> **Your goal**
Arrange the stretch of items from the line containing "target: flower bud" through the line containing "POLYGON ((153 314, 159" as a numbered list, leaving out blank lines; include both of those lines and nothing outside them.

-------- Items

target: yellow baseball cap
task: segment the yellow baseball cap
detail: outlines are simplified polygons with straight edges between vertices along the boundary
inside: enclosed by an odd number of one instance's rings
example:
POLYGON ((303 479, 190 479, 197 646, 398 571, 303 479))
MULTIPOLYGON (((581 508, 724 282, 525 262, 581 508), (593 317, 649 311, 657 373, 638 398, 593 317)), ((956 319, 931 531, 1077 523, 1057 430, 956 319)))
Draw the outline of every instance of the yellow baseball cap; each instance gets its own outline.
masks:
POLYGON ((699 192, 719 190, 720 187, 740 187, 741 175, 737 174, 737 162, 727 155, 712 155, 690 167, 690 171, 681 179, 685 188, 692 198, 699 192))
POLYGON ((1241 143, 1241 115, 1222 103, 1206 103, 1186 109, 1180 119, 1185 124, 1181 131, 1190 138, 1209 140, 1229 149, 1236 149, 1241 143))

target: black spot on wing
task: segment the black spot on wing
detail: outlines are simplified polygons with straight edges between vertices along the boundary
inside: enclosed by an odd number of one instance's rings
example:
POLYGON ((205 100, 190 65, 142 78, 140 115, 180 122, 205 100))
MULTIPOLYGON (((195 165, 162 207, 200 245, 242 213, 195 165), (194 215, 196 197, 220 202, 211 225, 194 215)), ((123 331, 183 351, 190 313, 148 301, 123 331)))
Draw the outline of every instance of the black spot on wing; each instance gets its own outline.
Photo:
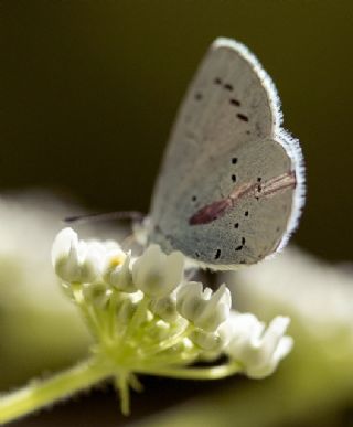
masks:
POLYGON ((242 121, 249 121, 249 118, 245 114, 238 113, 236 117, 242 121))
POLYGON ((194 95, 194 98, 196 100, 201 100, 203 98, 202 93, 201 92, 196 92, 195 95, 194 95))
POLYGON ((240 102, 237 100, 237 99, 235 99, 235 98, 229 99, 229 103, 231 103, 232 105, 234 105, 235 107, 239 107, 239 106, 240 106, 240 102))

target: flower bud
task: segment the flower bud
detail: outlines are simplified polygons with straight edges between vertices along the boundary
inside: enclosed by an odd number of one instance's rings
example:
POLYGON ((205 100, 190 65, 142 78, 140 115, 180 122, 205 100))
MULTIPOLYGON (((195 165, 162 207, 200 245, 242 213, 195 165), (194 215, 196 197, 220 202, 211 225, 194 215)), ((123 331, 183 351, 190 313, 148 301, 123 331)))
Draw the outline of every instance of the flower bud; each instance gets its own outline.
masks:
POLYGON ((109 253, 104 267, 104 280, 121 292, 136 292, 130 261, 130 253, 126 255, 121 249, 109 253))
POLYGON ((151 298, 172 292, 182 280, 184 257, 180 252, 162 253, 158 245, 149 246, 132 266, 132 279, 138 289, 151 298))
POLYGON ((62 229, 54 239, 52 263, 55 273, 64 281, 95 281, 100 275, 101 260, 97 246, 78 241, 72 228, 62 229))
POLYGON ((153 314, 159 316, 165 322, 173 322, 178 318, 176 299, 172 295, 167 297, 152 299, 150 302, 150 310, 153 314))
POLYGON ((181 316, 207 332, 215 331, 229 314, 231 292, 225 285, 212 293, 202 284, 190 281, 178 292, 176 309, 181 316))
POLYGON ((232 337, 227 354, 243 364, 247 376, 263 378, 270 375, 290 352, 292 339, 285 335, 289 319, 275 318, 267 330, 254 314, 232 312, 228 320, 232 337))
POLYGON ((109 299, 107 286, 103 282, 85 284, 83 295, 88 303, 99 308, 104 308, 109 299))

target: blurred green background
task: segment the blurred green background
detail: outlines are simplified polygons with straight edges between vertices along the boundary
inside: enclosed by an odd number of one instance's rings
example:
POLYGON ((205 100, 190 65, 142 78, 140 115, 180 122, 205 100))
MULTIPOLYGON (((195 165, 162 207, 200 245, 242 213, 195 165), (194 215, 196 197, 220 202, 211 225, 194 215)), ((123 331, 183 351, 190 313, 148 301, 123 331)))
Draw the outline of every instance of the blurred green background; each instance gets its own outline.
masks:
POLYGON ((148 212, 175 110, 211 41, 272 76, 302 143, 295 242, 352 259, 351 0, 1 1, 0 191, 46 186, 94 211, 148 212))

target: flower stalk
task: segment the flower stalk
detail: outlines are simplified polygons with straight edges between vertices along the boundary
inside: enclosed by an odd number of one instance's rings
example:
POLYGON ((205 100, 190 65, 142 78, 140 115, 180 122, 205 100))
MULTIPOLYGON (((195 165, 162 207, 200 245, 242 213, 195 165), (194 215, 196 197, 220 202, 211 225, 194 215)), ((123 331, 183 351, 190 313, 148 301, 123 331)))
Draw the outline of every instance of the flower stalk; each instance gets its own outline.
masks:
POLYGON ((141 391, 137 374, 216 380, 242 372, 259 378, 271 374, 291 349, 287 318, 276 318, 265 331, 254 314, 231 309, 225 285, 213 292, 185 280, 181 253, 165 255, 152 245, 133 258, 115 242, 79 241, 65 228, 53 244, 52 260, 93 333, 92 356, 2 396, 0 423, 107 378, 128 415, 130 387, 141 391), (217 365, 224 355, 226 362, 217 365), (199 361, 215 365, 192 366, 199 361))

----------------

> **Task response**
1. target: flower bud
2. task: segment the flower bud
3. detail: outlines are simplified polygons with straight edges between vertices along the boundary
4. inside: enclosed by an odd number of one instance's rings
5. example:
6. POLYGON ((205 100, 190 65, 142 78, 140 115, 180 122, 205 100))
7. MULTIPOLYGON (((195 165, 162 207, 200 245, 242 213, 195 165), (194 215, 196 197, 220 202, 211 225, 194 215)), ((123 331, 183 351, 190 313, 148 301, 123 331)))
8. Draw the outline of every instance of the flower bud; each instance gets its own outline.
9. masks:
10. POLYGON ((109 253, 104 267, 104 280, 121 292, 136 292, 130 261, 130 253, 126 255, 121 249, 109 253))
11. POLYGON ((151 298, 172 292, 182 280, 184 257, 180 252, 162 253, 158 245, 149 246, 132 266, 132 279, 138 289, 151 298))
12. POLYGON ((62 229, 54 239, 52 263, 55 273, 64 281, 95 281, 100 275, 101 260, 97 246, 78 241, 72 228, 62 229))
13. POLYGON ((153 314, 159 316, 165 322, 173 322, 178 318, 176 299, 172 295, 167 297, 152 299, 150 302, 150 310, 153 314))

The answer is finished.